Return every record verbatim.

→ **Information given**:
____________

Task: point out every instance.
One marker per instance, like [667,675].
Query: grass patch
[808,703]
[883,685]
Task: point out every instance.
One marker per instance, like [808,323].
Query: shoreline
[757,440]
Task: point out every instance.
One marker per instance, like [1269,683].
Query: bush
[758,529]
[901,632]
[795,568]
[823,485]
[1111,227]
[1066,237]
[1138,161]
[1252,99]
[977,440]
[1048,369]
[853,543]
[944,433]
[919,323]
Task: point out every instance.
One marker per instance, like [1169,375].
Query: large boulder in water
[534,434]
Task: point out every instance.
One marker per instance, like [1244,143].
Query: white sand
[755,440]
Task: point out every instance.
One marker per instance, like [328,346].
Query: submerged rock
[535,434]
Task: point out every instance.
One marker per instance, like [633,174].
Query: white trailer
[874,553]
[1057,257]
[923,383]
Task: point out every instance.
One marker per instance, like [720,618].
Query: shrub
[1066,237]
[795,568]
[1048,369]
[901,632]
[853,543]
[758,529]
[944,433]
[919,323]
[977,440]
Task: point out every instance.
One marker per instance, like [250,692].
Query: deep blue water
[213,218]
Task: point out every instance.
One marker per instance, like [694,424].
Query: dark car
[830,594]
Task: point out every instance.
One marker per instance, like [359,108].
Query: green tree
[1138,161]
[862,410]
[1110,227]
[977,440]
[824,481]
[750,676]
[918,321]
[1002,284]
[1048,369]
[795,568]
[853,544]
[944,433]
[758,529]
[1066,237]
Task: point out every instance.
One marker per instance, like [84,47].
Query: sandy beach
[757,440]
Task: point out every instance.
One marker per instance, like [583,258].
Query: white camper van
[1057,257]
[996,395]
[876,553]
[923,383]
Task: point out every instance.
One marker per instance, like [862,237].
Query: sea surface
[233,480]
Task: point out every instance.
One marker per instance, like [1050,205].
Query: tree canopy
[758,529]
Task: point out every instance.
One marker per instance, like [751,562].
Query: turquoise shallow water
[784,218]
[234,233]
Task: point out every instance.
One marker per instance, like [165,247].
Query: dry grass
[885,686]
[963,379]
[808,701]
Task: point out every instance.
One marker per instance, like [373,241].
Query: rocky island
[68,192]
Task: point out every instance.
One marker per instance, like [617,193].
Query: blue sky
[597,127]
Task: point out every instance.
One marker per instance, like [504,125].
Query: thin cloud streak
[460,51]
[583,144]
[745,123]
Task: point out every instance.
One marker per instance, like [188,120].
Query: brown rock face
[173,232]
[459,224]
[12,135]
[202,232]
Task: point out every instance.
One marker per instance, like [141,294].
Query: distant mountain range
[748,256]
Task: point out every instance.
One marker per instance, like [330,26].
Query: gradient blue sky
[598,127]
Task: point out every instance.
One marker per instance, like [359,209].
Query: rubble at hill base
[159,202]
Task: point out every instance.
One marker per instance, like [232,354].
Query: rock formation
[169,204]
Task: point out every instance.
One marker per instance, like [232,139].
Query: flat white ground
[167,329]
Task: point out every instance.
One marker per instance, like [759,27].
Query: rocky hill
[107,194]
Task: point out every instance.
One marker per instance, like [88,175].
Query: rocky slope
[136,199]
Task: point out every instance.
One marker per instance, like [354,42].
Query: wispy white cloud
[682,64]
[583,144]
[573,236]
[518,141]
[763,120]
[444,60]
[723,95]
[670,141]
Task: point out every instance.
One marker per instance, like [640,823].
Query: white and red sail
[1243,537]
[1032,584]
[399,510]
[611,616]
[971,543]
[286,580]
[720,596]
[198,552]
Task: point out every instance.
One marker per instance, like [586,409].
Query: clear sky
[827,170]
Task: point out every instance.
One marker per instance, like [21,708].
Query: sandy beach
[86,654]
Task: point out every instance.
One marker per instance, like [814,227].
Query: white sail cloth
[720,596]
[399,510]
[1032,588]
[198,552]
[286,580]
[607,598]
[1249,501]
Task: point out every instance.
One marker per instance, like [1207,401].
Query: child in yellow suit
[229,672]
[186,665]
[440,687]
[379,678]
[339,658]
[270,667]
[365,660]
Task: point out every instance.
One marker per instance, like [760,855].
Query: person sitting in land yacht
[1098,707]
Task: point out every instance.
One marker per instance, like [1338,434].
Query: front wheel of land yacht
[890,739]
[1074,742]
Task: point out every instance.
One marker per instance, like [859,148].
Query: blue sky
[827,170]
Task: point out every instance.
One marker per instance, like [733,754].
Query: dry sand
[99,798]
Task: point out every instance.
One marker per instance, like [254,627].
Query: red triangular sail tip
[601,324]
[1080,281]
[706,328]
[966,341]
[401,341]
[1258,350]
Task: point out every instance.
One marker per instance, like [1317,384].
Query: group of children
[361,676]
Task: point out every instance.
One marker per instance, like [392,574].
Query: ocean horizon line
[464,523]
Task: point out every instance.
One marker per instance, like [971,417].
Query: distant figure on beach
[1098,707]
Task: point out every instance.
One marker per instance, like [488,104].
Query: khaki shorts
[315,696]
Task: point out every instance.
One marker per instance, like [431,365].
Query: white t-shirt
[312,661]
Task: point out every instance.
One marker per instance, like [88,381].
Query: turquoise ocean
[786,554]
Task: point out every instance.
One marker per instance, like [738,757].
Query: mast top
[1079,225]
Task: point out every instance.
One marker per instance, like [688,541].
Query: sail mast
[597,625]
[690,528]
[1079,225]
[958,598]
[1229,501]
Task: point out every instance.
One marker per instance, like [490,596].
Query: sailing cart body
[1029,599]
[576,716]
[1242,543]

____________

→ **Reply to the exercise**:
Task: point out every instance.
One marker per instance, like [667,675].
Query: grass patch
[808,703]
[883,685]
Task: point out every instance.
One marker per instance, like [808,323].
Query: shoreline
[757,440]
Task: point out every instance.
One marker per instance, like [1269,683].
Query: bush
[758,529]
[901,632]
[795,568]
[823,485]
[1111,227]
[1066,237]
[1138,161]
[1252,99]
[977,440]
[1048,369]
[853,543]
[944,433]
[919,323]
Task: point out every instance.
One marker per instance, like [1169,375].
Query: large boulder in water
[534,434]
Task: point out every instance.
One marker per instance, like [1244,143].
Query: white sand
[755,440]
Task: point out every instance.
One marker per instance, like [328,346].
Query: submerged rock
[535,434]
Task: point out every instance.
One marker per instance, like [633,174].
Query: white trailer
[874,553]
[1057,257]
[923,383]
Task: point out every instance.
One marker per instance, like [720,618].
Query: shrub
[1066,237]
[795,568]
[1048,369]
[901,632]
[853,543]
[758,529]
[944,433]
[919,323]
[977,440]
Task: point out every instance.
One marker per instance, like [250,692].
Query: deep blue water
[213,218]
Task: point out every instance.
One marker per instance, like [694,424].
Query: dark car
[830,594]
Task: point out every instance.
One marker per instance, like [359,108].
Query: green tree
[1138,161]
[862,410]
[1110,227]
[977,440]
[824,481]
[750,676]
[918,321]
[1002,284]
[1048,369]
[795,568]
[853,544]
[944,433]
[758,529]
[1066,237]
Task: point out every instance.
One marker per instance, like [84,47].
Query: sandy beach
[757,440]
Task: point out every instance.
One marker per instance, like [583,258].
Query: white camper van
[1057,257]
[996,395]
[876,553]
[923,383]
Task: point out every instance.
One marker per instance, like [862,237].
Query: sea surface
[233,480]
Task: point out every instance.
One marker per instance, like [1050,205].
Query: tree canopy
[758,529]
Task: point out every instance.
One marker per instance, like [751,562].
Query: turquoise shallow water
[784,218]
[234,233]
Task: point out every instance.
One marker per instance, like [165,247].
Query: dry grass
[885,686]
[963,379]
[808,701]
Task: point out every instance.
One marker per instance, like [373,241].
Query: rocky island
[68,192]
Task: point out every instance.
One marker per instance, like [617,193].
Query: blue sky
[597,127]
Task: point out every instance.
One marker per instance, like [504,125].
Query: thin cloud streak
[460,51]
[583,144]
[745,123]
Task: point out every instance.
One marker per instance, like [188,120].
Query: brown rock face
[173,232]
[459,224]
[12,135]
[202,232]
Task: point out every instance.
One marker per instance, like [141,294].
Query: distant mountain range
[748,256]
Task: point out every instance.
One marker per instance, like [330,26].
Query: gradient blue sky
[598,127]
Task: point out every instance.
One marker per instance, like [359,209].
Query: rubble at hill base
[159,202]
Task: point out every instance.
One marker per instance, like [232,354].
Query: rock formation
[169,204]
Task: point out every instance.
One marker per instance, like [232,139].
Query: flat white ground
[167,329]
Task: point out every instance.
One marker per instance, like [759,27].
Query: rocky hill
[107,194]
Task: point out every instance.
One marker per instance, like [88,175].
Query: rocky slope
[136,199]
Task: point out every instance.
One marker per instance, like [354,42].
Query: wispy white cloud
[682,64]
[583,144]
[573,236]
[518,141]
[763,120]
[444,60]
[723,95]
[670,141]
Task: point out every instance.
One marker per instance, like [640,823].
Query: white and red sail
[1243,537]
[1032,584]
[399,510]
[611,616]
[971,543]
[286,580]
[720,596]
[198,552]
Task: point out every instance.
One marker per instance, like [586,409].
Query: clear sky
[827,170]
Task: point out every instance.
One marker per instance, like [21,708].
Query: sandy beach
[86,654]
Task: point out every instance.
One marker per instance, like [814,227].
Query: white sail cloth
[720,596]
[399,510]
[1032,588]
[198,552]
[286,580]
[607,598]
[1249,501]
Task: point out every instance.
One marker per instance, like [1207,401].
Query: child in yellow suit
[229,672]
[186,665]
[440,687]
[379,678]
[339,658]
[270,667]
[365,660]
Task: point out every instance.
One marker per instance, like [760,855].
Query: person sitting in land yacht
[1098,707]
Task: point out every instance.
One marker per instance, like [1338,434].
Query: front wheel of land yacht
[890,739]
[1074,742]
Task: point out every instance.
One marker per instance, like [859,148].
Query: blue sky
[827,170]
Task: point out every instance.
One marker per instance, like [733,754].
Query: dry sand
[99,798]
Task: point out every instance.
One marker per instance, like [254,627].
Query: red triangular sail tip
[601,324]
[1080,281]
[706,328]
[966,341]
[401,341]
[1258,350]
Task: point out every instance.
One marker per instance, like [1317,384].
Query: group of children
[361,676]
Task: point out every instance.
One marker per instance, like [392,574].
Query: ocean horizon line
[464,523]
Task: point out every instance.
One marker per instance, like [971,417].
Query: distant figure on beach
[1098,707]
Task: point out every instance.
One marker per instance, like [488,104].
Query: khaki shorts
[315,696]
Task: point out every instance.
One marker per instance, like [431,365].
Query: white t-shirt
[312,661]
Task: point out every instance.
One marker per instance, like [88,381].
Query: turquoise ocean
[786,554]
Task: point out every instance.
One marker per instance, like [738,757].
Query: mast top
[1079,225]
Task: point out every instance.
One marker per instance, like [688,541].
Query: sail mast
[597,625]
[690,528]
[1079,225]
[958,598]
[1229,501]
Task: point out every instance.
One marker per instance, like [490,596].
Query: sailing cart body
[1029,599]
[576,716]
[1242,543]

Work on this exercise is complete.